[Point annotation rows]
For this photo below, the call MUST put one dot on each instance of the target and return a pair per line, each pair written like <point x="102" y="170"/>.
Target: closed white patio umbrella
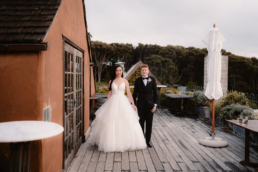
<point x="213" y="40"/>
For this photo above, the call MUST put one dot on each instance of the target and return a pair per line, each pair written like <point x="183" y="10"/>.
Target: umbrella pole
<point x="213" y="118"/>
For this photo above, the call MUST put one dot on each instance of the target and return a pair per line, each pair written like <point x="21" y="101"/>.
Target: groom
<point x="146" y="89"/>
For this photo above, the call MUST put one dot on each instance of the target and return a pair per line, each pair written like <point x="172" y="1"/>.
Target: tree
<point x="101" y="53"/>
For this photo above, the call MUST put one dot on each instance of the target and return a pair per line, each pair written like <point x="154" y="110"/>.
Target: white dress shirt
<point x="145" y="82"/>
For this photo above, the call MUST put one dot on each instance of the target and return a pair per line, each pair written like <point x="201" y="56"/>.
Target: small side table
<point x="20" y="134"/>
<point x="175" y="101"/>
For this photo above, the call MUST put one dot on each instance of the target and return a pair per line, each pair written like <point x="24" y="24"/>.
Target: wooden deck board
<point x="175" y="148"/>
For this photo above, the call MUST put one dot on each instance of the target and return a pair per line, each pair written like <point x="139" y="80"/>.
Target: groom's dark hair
<point x="114" y="76"/>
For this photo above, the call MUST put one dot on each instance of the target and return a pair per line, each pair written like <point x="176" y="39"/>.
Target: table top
<point x="22" y="131"/>
<point x="252" y="125"/>
<point x="178" y="96"/>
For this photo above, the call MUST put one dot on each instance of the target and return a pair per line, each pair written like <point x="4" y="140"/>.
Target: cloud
<point x="176" y="22"/>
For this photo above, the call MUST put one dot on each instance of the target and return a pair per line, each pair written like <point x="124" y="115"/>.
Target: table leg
<point x="18" y="156"/>
<point x="95" y="103"/>
<point x="247" y="151"/>
<point x="179" y="105"/>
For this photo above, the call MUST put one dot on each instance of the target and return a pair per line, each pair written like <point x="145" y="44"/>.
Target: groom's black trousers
<point x="145" y="114"/>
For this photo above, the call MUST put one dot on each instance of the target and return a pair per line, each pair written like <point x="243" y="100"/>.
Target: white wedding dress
<point x="116" y="127"/>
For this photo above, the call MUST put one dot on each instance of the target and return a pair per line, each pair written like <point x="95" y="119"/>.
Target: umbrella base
<point x="216" y="142"/>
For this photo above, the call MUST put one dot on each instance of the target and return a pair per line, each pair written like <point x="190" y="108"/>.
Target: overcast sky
<point x="175" y="22"/>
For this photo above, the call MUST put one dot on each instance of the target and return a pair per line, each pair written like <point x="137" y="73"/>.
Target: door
<point x="73" y="102"/>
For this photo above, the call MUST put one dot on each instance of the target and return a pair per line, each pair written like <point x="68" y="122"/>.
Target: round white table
<point x="20" y="134"/>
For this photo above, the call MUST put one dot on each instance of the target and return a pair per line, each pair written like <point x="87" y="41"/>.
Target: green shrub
<point x="163" y="91"/>
<point x="252" y="105"/>
<point x="233" y="111"/>
<point x="255" y="115"/>
<point x="234" y="98"/>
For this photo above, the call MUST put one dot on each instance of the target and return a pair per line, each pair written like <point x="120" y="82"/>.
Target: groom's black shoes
<point x="149" y="144"/>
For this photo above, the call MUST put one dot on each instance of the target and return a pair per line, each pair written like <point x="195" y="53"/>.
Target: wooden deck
<point x="176" y="148"/>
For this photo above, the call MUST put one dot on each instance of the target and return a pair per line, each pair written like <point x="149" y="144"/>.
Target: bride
<point x="116" y="127"/>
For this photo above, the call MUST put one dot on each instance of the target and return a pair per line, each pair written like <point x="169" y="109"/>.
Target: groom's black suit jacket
<point x="147" y="95"/>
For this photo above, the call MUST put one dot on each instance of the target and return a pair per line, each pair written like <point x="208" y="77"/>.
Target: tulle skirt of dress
<point x="116" y="127"/>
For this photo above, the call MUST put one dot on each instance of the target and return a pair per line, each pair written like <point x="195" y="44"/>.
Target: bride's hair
<point x="114" y="76"/>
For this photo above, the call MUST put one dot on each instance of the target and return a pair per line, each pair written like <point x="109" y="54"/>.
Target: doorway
<point x="73" y="102"/>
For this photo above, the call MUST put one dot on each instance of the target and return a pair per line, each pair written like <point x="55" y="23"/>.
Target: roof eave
<point x="23" y="47"/>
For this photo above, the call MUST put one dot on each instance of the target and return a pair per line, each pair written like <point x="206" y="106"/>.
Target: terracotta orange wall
<point x="93" y="91"/>
<point x="69" y="22"/>
<point x="18" y="100"/>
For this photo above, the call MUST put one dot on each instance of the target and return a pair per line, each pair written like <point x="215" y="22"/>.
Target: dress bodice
<point x="118" y="90"/>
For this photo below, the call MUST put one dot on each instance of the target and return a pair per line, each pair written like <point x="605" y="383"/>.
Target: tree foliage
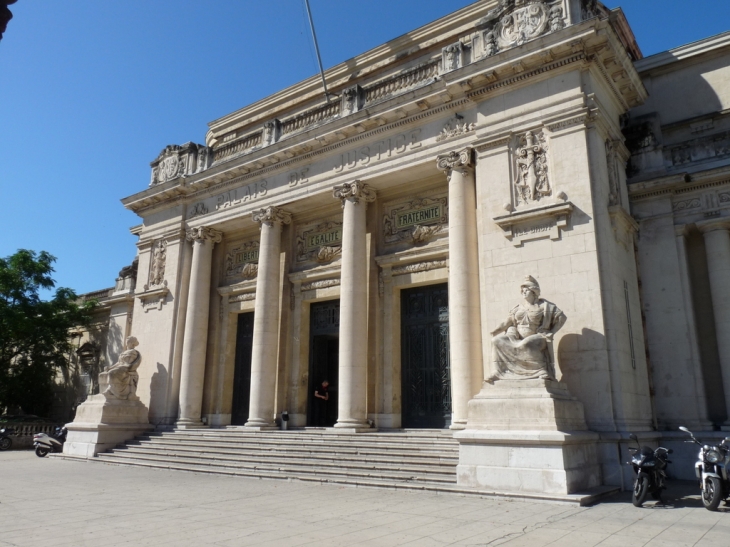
<point x="34" y="333"/>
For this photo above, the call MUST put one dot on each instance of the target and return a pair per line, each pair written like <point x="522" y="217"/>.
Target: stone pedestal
<point x="102" y="423"/>
<point x="527" y="436"/>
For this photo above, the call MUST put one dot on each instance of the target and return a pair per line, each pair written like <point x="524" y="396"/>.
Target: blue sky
<point x="92" y="90"/>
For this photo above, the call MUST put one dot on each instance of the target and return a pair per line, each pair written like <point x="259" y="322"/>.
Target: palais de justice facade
<point x="378" y="238"/>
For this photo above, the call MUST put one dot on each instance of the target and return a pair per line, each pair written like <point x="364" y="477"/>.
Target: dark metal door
<point x="426" y="381"/>
<point x="324" y="330"/>
<point x="242" y="371"/>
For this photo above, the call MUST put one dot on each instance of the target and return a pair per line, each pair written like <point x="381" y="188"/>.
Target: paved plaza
<point x="59" y="502"/>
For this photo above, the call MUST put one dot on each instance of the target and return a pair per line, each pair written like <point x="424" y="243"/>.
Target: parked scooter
<point x="45" y="443"/>
<point x="711" y="470"/>
<point x="5" y="438"/>
<point x="650" y="467"/>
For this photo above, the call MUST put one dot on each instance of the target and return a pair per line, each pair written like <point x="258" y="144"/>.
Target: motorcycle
<point x="45" y="443"/>
<point x="711" y="470"/>
<point x="5" y="441"/>
<point x="650" y="467"/>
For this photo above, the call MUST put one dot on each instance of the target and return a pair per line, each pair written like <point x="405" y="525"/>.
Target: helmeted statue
<point x="521" y="345"/>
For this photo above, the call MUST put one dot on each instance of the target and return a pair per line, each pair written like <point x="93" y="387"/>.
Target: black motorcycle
<point x="711" y="470"/>
<point x="650" y="467"/>
<point x="5" y="438"/>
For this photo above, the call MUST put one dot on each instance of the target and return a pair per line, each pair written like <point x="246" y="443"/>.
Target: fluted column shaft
<point x="192" y="373"/>
<point x="717" y="246"/>
<point x="353" y="346"/>
<point x="467" y="371"/>
<point x="265" y="344"/>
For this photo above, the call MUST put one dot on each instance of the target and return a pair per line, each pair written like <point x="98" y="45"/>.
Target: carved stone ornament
<point x="459" y="160"/>
<point x="179" y="160"/>
<point x="522" y="343"/>
<point x="354" y="191"/>
<point x="532" y="183"/>
<point x="120" y="380"/>
<point x="243" y="260"/>
<point x="614" y="179"/>
<point x="203" y="233"/>
<point x="455" y="127"/>
<point x="351" y="100"/>
<point x="197" y="210"/>
<point x="271" y="215"/>
<point x="321" y="243"/>
<point x="514" y="22"/>
<point x="158" y="259"/>
<point x="452" y="57"/>
<point x="418" y="220"/>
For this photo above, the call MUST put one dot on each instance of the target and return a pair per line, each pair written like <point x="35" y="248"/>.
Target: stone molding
<point x="535" y="223"/>
<point x="460" y="160"/>
<point x="202" y="234"/>
<point x="354" y="191"/>
<point x="271" y="215"/>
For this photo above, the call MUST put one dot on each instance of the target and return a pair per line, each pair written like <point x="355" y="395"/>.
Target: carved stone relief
<point x="175" y="161"/>
<point x="418" y="220"/>
<point x="514" y="22"/>
<point x="531" y="183"/>
<point x="243" y="260"/>
<point x="157" y="264"/>
<point x="452" y="57"/>
<point x="614" y="179"/>
<point x="321" y="243"/>
<point x="455" y="127"/>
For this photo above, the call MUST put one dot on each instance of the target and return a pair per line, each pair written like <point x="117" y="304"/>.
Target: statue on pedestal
<point x="521" y="345"/>
<point x="122" y="378"/>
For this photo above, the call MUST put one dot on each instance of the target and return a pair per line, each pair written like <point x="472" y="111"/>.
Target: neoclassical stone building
<point x="377" y="237"/>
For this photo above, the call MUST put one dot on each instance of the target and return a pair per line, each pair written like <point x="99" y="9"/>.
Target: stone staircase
<point x="407" y="459"/>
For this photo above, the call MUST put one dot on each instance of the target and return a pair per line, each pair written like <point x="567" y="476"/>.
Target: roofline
<point x="687" y="51"/>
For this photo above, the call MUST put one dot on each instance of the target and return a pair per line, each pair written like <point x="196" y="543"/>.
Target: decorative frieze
<point x="321" y="243"/>
<point x="271" y="215"/>
<point x="531" y="183"/>
<point x="419" y="220"/>
<point x="243" y="260"/>
<point x="354" y="191"/>
<point x="321" y="284"/>
<point x="455" y="127"/>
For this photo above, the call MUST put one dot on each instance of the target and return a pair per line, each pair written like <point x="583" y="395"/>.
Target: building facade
<point x="375" y="238"/>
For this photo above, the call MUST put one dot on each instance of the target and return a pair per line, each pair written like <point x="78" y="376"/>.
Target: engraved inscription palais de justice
<point x="382" y="149"/>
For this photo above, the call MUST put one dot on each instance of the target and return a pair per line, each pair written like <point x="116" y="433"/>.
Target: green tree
<point x="34" y="333"/>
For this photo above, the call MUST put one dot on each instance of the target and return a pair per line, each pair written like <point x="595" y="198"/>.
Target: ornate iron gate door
<point x="324" y="331"/>
<point x="425" y="381"/>
<point x="242" y="371"/>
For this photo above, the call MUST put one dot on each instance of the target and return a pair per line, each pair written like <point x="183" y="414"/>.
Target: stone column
<point x="353" y="356"/>
<point x="264" y="353"/>
<point x="717" y="247"/>
<point x="467" y="369"/>
<point x="192" y="372"/>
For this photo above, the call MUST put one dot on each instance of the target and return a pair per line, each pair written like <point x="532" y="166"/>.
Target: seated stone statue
<point x="122" y="377"/>
<point x="521" y="344"/>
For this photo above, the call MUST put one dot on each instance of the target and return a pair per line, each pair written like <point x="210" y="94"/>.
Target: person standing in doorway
<point x="321" y="395"/>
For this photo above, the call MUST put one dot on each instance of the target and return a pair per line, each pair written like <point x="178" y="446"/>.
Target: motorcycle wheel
<point x="641" y="490"/>
<point x="712" y="493"/>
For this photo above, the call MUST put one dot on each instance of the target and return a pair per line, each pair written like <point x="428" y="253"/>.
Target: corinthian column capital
<point x="459" y="160"/>
<point x="203" y="233"/>
<point x="354" y="191"/>
<point x="271" y="215"/>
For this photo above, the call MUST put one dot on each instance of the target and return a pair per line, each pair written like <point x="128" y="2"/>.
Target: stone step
<point x="332" y="461"/>
<point x="289" y="469"/>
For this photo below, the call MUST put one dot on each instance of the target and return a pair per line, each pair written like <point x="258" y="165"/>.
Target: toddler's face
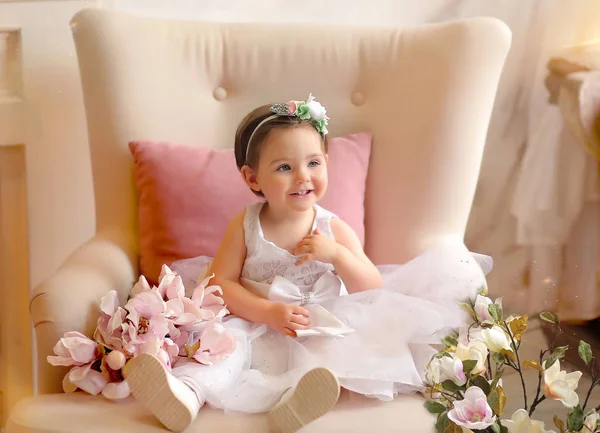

> **Stated exercise**
Please count the lines of the rows above that contain the string "justice", treating case as significant, and give only that number.

> **Correct output**
2